TEXTE SOURCE →
--
"La nature (l'art par lequel Dieu a fait le monde
et le gouverne) est si bien imitée par l’art
de l'homme, en ceci comme en de nombreuses autres choses, que cet art
peut fabriquer un animal artificiel. Car, étant donné que la vie
n'est rien d'autre qu'un mouvement de membres, dont le commencement
est en quelque partie principale intérieure,
pourquoi ne pourrions-nous pas dire que tous les automates
(des engins qui se meuvent eux-mêmes,
par des ressorts et des roues, comme une montre)
ont une vie artificielle? Car qu'est-ce que le coeur,
sinon un ressort,
les nerfs,
sinon de nombreux fils,
et les jointures,
sinon autant de nombreuses roues
qui donnent du mouvement au corps entier, comme cela a été
voulu par l'artisan. L'art va encore plus loin, imitant cet ouvrage
raisonnable et le plus excellent de la Nature,
l'homme.
Car par l'art est créé ce grand LEVIATHAN appelé RÉPUBLIQUE,
ou ÉTAT (en latin, CIVITAS), qui n'est rien d'autre qu'un homme
artificiel, quoique d'une stature et d'une force supérieures à
celles de l'homme naturel, pour la protection et la défense duquel
il a été destiné, et en lequel la souveraineté
est une âme
artificielle,
en tant qu'elle donne vie et mouvement au corps entier, où les
magistrats
et les autres officiers
affectés au jugement et à l'exécution
sont des jointures
artificielles, la récompense
et la punition
(qui, attachées au siège de la souveraineté, meuvent chaque jointure,
chaque membre pour qu'il accomplisse son devoir)
sont les nerfs,
et [tout] cela s'accomplit comme dans le corps naturel : la
prospérité et la richesse
de tous les membres particuliers sont la force,
le salus populi
(la protection du peuple)
est sa fonction,
les conseillers,
qui lui proposent toutes les choses qu'il doit connaître,
sont la mémoire,
l'équité
et les lois
sont une raison
et une volonté
artificielles, la concorde
est la santé,
la sédition
est la maladie,
et la guerre civile
est la mort.
En dernier, les pactes
et les conventions,
par lesquels les parties de ce corps politique ont en premier lieu
étaient faites, réunies et unifiées,
ressemblent à ce Fiat
ou au Faisons l'homme
prononcé par Dieu lors de la création."
Thomas Hobbes (1588-1679), Introduction du Leviathan, 1651
Frontispice du Léviathan
NB : le nom de Hobbes est souvent associé à l'adage que l'auteur a rappelé dans une de ses Epîtres dédicatoires du De cive (1642) : 'L'homme est un loup pour l'homme'. Il n'est pourtant ni le seul ni le premier auteur à citer cette sentence dont le sens est moins simple qu'il n'y paraît.
--
(Données de pointage ancrées dans l'image)
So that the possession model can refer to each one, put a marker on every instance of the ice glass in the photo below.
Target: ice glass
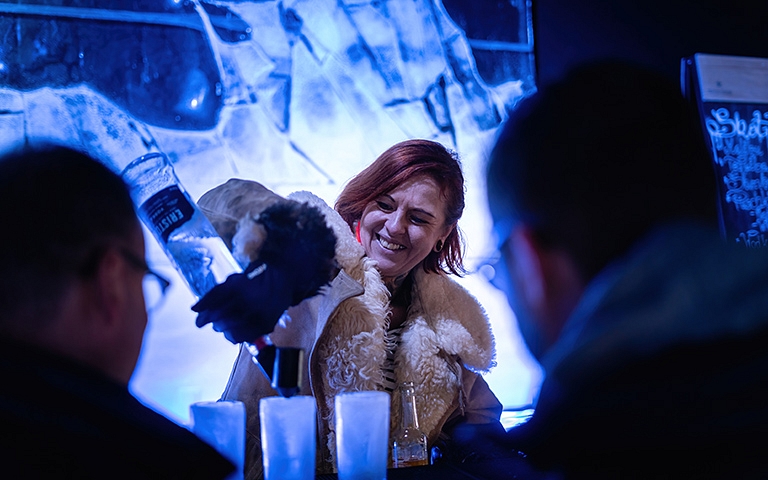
(362, 435)
(222, 425)
(288, 427)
--
OBJECTIF DE L'EXERCICE → Dans l'extrait du Léviathan, qu'est-ce qui est présenté comme l'âme artificielle de la République ? Les lignes ne jouent ici aucun rôle.

CORRIGÉ → La souveraineté.